*** Opening Source information ***
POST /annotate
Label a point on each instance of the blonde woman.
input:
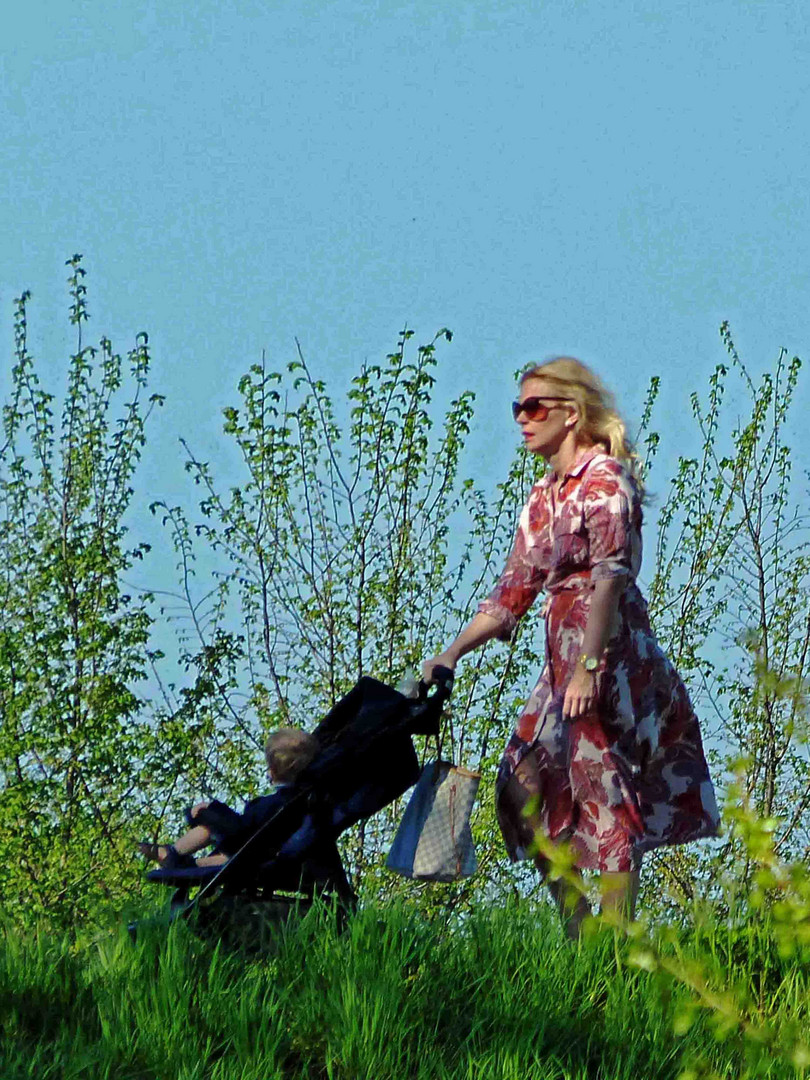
(607, 755)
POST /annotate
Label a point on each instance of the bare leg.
(620, 893)
(571, 904)
(197, 838)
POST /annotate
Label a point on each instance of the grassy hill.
(501, 996)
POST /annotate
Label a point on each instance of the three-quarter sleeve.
(612, 520)
(522, 580)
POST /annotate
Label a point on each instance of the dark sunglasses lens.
(532, 408)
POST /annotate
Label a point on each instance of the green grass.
(396, 995)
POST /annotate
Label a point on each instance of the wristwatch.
(590, 663)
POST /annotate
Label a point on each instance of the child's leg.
(198, 837)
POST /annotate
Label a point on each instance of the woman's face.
(544, 435)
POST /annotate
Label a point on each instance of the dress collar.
(582, 459)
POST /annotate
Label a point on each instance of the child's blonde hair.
(288, 751)
(598, 418)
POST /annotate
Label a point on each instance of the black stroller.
(366, 760)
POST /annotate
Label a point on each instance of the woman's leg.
(521, 801)
(620, 893)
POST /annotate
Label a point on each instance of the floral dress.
(630, 775)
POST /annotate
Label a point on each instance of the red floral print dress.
(632, 774)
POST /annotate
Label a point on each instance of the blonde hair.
(598, 418)
(288, 751)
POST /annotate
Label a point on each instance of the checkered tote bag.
(434, 841)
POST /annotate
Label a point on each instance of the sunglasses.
(535, 407)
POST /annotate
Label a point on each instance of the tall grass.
(500, 995)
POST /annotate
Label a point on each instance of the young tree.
(730, 604)
(73, 645)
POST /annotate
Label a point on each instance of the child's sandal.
(171, 861)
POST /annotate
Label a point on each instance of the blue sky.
(610, 180)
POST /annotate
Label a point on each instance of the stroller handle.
(443, 679)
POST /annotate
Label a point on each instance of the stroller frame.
(366, 760)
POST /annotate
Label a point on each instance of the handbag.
(434, 840)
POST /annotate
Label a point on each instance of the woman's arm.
(481, 629)
(582, 691)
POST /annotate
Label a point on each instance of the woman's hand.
(581, 693)
(446, 659)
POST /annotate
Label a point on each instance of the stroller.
(366, 760)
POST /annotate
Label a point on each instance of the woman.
(607, 756)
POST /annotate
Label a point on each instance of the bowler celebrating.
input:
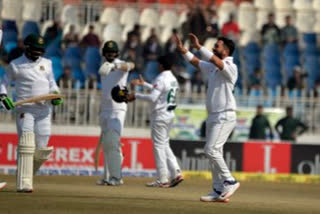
(221, 106)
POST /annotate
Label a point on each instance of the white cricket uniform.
(163, 98)
(221, 106)
(112, 118)
(32, 78)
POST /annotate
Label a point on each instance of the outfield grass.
(79, 195)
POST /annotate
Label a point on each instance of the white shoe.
(229, 187)
(157, 183)
(213, 197)
(102, 182)
(114, 182)
(178, 179)
(2, 185)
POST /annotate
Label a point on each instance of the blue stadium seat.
(9, 46)
(9, 36)
(151, 71)
(9, 25)
(92, 60)
(57, 67)
(30, 27)
(290, 62)
(310, 38)
(312, 66)
(251, 54)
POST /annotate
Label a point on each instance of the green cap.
(34, 40)
(110, 47)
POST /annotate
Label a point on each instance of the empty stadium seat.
(169, 19)
(112, 32)
(246, 16)
(57, 67)
(263, 4)
(92, 60)
(32, 10)
(149, 18)
(129, 16)
(69, 14)
(11, 9)
(30, 27)
(110, 16)
(224, 11)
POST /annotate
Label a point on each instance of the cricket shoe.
(157, 183)
(102, 182)
(114, 182)
(229, 187)
(214, 196)
(177, 180)
(2, 185)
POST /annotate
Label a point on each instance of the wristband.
(206, 54)
(188, 56)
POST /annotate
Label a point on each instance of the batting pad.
(26, 149)
(112, 151)
(40, 156)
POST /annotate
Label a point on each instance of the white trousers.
(111, 123)
(166, 163)
(37, 121)
(218, 128)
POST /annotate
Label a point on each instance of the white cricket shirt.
(221, 84)
(108, 82)
(163, 96)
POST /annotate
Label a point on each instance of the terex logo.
(266, 157)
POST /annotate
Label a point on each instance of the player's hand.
(194, 41)
(131, 97)
(106, 68)
(57, 101)
(6, 102)
(139, 81)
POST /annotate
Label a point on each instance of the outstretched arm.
(195, 61)
(208, 55)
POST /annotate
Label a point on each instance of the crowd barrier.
(74, 155)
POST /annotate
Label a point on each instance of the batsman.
(114, 74)
(33, 76)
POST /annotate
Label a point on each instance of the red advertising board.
(75, 155)
(267, 157)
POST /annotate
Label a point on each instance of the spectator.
(296, 81)
(91, 39)
(289, 33)
(290, 126)
(198, 22)
(213, 26)
(66, 78)
(197, 82)
(71, 38)
(231, 29)
(186, 28)
(17, 51)
(255, 80)
(52, 33)
(259, 125)
(152, 48)
(270, 32)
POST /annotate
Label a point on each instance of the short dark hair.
(167, 61)
(228, 43)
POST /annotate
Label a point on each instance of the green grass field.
(79, 195)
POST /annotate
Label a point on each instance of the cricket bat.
(39, 98)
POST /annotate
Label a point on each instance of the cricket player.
(33, 76)
(163, 99)
(114, 74)
(221, 107)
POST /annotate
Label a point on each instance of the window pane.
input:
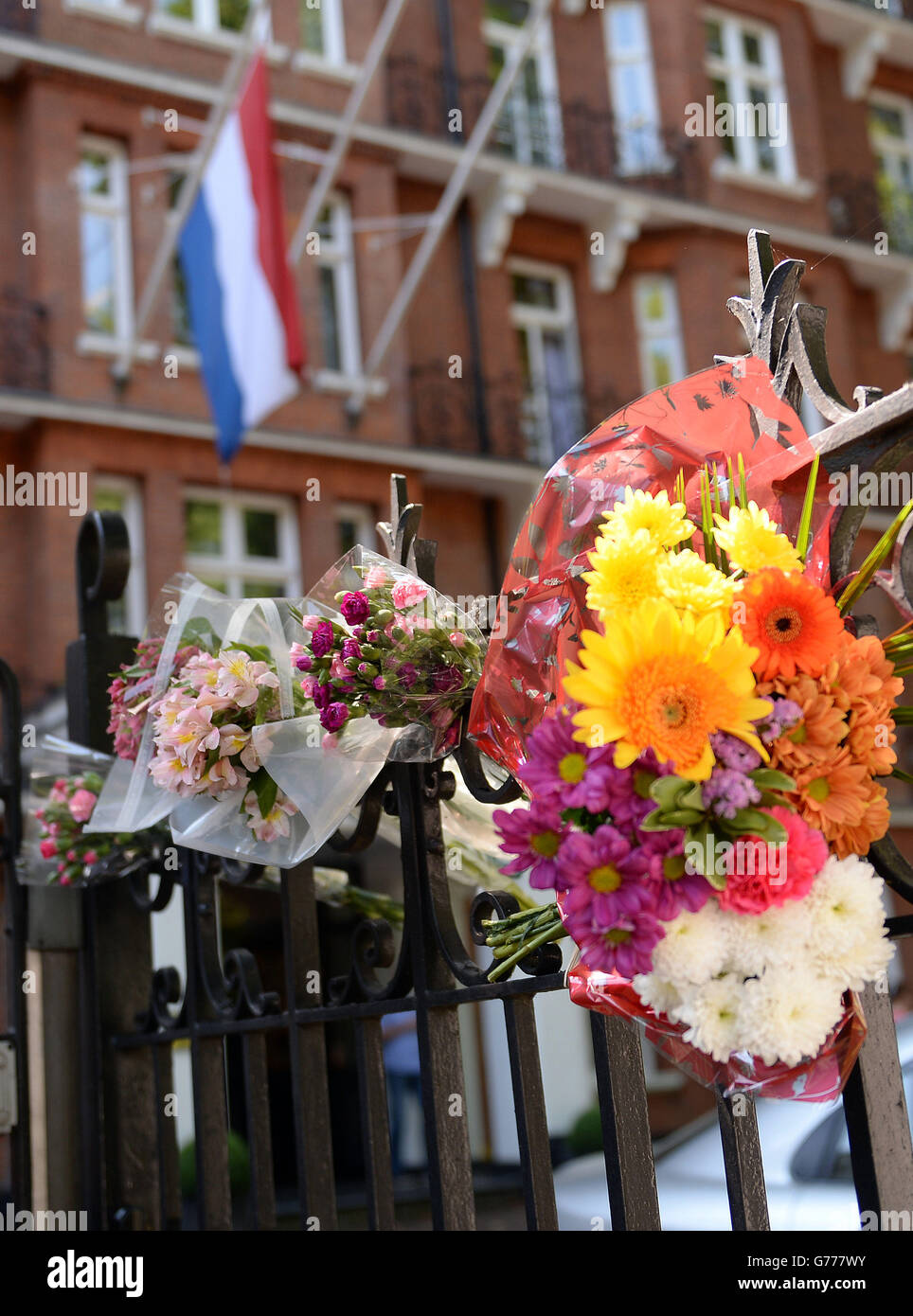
(260, 533)
(203, 526)
(232, 13)
(751, 47)
(98, 237)
(95, 174)
(253, 589)
(531, 291)
(713, 37)
(329, 319)
(312, 27)
(508, 10)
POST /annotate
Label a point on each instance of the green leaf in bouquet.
(264, 789)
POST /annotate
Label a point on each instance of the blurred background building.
(589, 263)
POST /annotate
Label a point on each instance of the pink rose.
(81, 804)
(408, 593)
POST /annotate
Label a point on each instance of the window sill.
(127, 14)
(305, 62)
(91, 344)
(223, 39)
(798, 188)
(337, 382)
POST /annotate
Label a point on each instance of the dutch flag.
(240, 289)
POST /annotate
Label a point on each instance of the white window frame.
(533, 321)
(233, 566)
(652, 331)
(338, 254)
(649, 154)
(733, 67)
(117, 205)
(542, 53)
(135, 608)
(364, 517)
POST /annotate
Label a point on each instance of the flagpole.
(175, 220)
(372, 58)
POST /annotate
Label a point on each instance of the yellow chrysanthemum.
(751, 540)
(665, 522)
(665, 681)
(695, 586)
(624, 573)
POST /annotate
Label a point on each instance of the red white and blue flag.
(240, 290)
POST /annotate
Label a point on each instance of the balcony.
(862, 206)
(525, 424)
(24, 353)
(565, 134)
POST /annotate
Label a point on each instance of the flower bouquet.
(704, 792)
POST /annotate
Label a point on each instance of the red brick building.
(591, 260)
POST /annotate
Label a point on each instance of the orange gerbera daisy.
(817, 738)
(875, 822)
(792, 623)
(834, 795)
*** Closing Source information ***
### Exercise objective
Each line above is to be repeated exactly as written; no picture is carried over.

### Reply to the task
POST /annotate
Label a point on each instance of the blonde woman.
input:
(607, 755)
POST /annotate
Label a point on each instance of the bare leg.
(620, 893)
(571, 904)
(197, 838)
POST /annotate
Label a point on each instance of the grassy hill.
(501, 996)
POST /annotate
Label a point on each instance of the three-quarter sleeve.
(612, 520)
(522, 580)
POST /annotate
Label a point on each instance of the dark sunglasses lens.
(532, 408)
POST /annotate
Label a point on each instance of the green grass.
(396, 995)
POST /annotate
Label a point on each instance of the wristwatch.
(590, 663)
POST /annotate
Label a point on each instance of the child's leg.
(198, 837)
POST /annotate
Label a point on each instance of the woman's face.
(544, 435)
POST /annotate
Label a point on each instance of the dress collar.
(582, 459)
POST /annotate
Label a point on each instance of the child's blonde hair.
(288, 751)
(598, 418)
POST /annotate
Label a point on each instance of the black stroller.
(366, 760)
POST /annotate
Label a point on each instance of the woman's leg.
(521, 801)
(620, 893)
POST /annotate
Label a point on each instance of the floral dress.
(630, 775)
POST /annotate
Label a point on each instance of the red floral print dress.
(632, 774)
POST /annotate
Label a point on each instance of the blonde hair.
(598, 418)
(288, 751)
POST /annotate
Label a point on each instance of the checkered tote bag.
(434, 841)
POST /annotate
Label a point on each instance of the sunglasses.
(535, 407)
POST /annotate
Label a point on each instance of the tall grass.
(500, 995)
POST /annotate
Label a point on each instance of the young tree.
(730, 604)
(73, 645)
POST /annotate
Label a point on each instance of the child's sandal.
(171, 861)
POST /annotate
Label a point on each instance of the blue sky.
(610, 180)
POST /annotate
Label a point on each instance of the stroller handle.
(443, 679)
POST /annotate
Label a point on each instance of the stroller frame.
(366, 760)
POST /annotate
Label a point on each instance of the handbag.
(434, 840)
POST /annotate
Label a point on each instance of the woman's arm.
(481, 629)
(582, 691)
POST /annotate
Label a point on each instance of the woman's hand.
(581, 693)
(446, 659)
POST /annotate
Label a point on each instance of the stroller.
(366, 760)
POST /annotate
Label a point on each instance of the woman.
(607, 756)
POST /annotate
Label a point on each instance of the bowler celebrating.
input:
(221, 106)
POST /annotate
Label a point on each instance of the white cricket uniform.
(163, 98)
(221, 106)
(112, 118)
(32, 78)
POST /annotate
Label a point on each instance of the outfield grass.
(79, 195)
POST /annotate
Label a point on each instance of the white shoe.
(229, 187)
(157, 183)
(213, 197)
(102, 182)
(114, 182)
(178, 179)
(2, 185)
POST /annotate
Label a point on each instance of the blue stadium seat.
(9, 46)
(9, 36)
(151, 71)
(9, 25)
(92, 60)
(57, 67)
(30, 27)
(290, 62)
(310, 38)
(312, 66)
(251, 54)
POST /annotate
Label a point on each instance of the green cap.
(34, 40)
(110, 47)
POST /annotate
Label a point on each instance of the empty stadium seat.
(169, 19)
(112, 32)
(246, 16)
(57, 67)
(263, 4)
(92, 60)
(32, 10)
(149, 18)
(129, 16)
(69, 14)
(11, 9)
(30, 27)
(110, 16)
(224, 11)
POST /annotate
Label a point on each instance of the cricket shoe.
(157, 183)
(102, 182)
(114, 182)
(229, 187)
(214, 196)
(177, 180)
(2, 185)
POST /annotate
Label a point on each instance of the wristband.
(206, 54)
(188, 56)
POST /annotate
Label a point on each instance of the batting pad.
(26, 149)
(112, 151)
(40, 156)
POST /annotate
Label a point on each instance of the white trousers.
(111, 123)
(166, 163)
(37, 121)
(218, 128)
POST /annotate
Label a point on each instance of the white cricket shirt.
(221, 84)
(108, 82)
(163, 96)
POST /annotate
Label a point on each instance of the terex logo.
(266, 157)
POST /annotate
Label a point on each instance of the player's hand.
(194, 41)
(131, 97)
(106, 68)
(57, 101)
(6, 102)
(139, 81)
POST /annotate
Label a point on each instance of the outstretched arm.
(195, 61)
(208, 55)
POST /annotate
Label a point on each instance of the crowd barrier.
(74, 155)
POST /annotate
Label a point on each instance of the batsman.
(114, 74)
(33, 76)
POST /annotate
Label a point on each instance of the red advertising board.
(75, 155)
(267, 157)
POST /annotate
Label a point on each instance of the spectator.
(296, 81)
(91, 39)
(289, 33)
(290, 126)
(198, 22)
(213, 26)
(66, 78)
(197, 82)
(71, 38)
(231, 29)
(186, 28)
(17, 51)
(255, 80)
(52, 33)
(259, 125)
(152, 48)
(270, 32)
POST /annotate
Label a point on each instance of the short dark hair.
(167, 61)
(228, 43)
POST /annotate
Label a point on each instance of the green grass field.
(79, 195)
POST /annotate
Label a point on each instance of the cricket bat.
(39, 98)
POST /annotate
Label a point on each instance of the cricket player.
(33, 76)
(163, 99)
(114, 74)
(221, 107)
POST /annotate
Label a point on each instance of the window pane.
input:
(260, 533)
(203, 526)
(232, 13)
(751, 47)
(98, 237)
(95, 174)
(253, 589)
(531, 291)
(713, 37)
(329, 319)
(312, 27)
(508, 10)
POST /annotate
Label a point on each instance of the green leaf in bouquet.
(264, 789)
POST /annotate
Label a point on each instance of the blurred background building.
(589, 263)
POST /annotate
Label a point on each instance of the pink rose.
(81, 804)
(408, 593)
POST /annotate
Label a point on each instance of the window sill.
(127, 14)
(305, 62)
(91, 344)
(223, 39)
(798, 188)
(337, 382)
POST /annotate
Label a point on each instance of the dutch flag.
(240, 289)
POST /annotate
Label a point on each instance of the white window frame.
(533, 321)
(233, 566)
(652, 331)
(338, 254)
(649, 154)
(733, 67)
(117, 205)
(542, 53)
(135, 608)
(364, 517)
POST /annotate
Label a point on each instance of the flagpole.
(175, 220)
(372, 58)
POST /annotate
Label a point on each instance of the yellow chrysanthemum.
(751, 540)
(665, 522)
(665, 681)
(695, 586)
(624, 573)
POST /annotate
Label a point on each instance of the red white and blue flag.
(240, 290)
POST /annotate
Label a point on each instance of the balcony.
(862, 206)
(525, 424)
(24, 353)
(565, 134)
POST /annotate
Label a point on each instance of the flower bouquet.
(704, 792)
POST /annotate
Label a point on each instance of the red brick building.
(591, 260)
POST /annotate
Label a point on each instance of the orange gerbera daisy.
(817, 738)
(875, 822)
(792, 623)
(834, 795)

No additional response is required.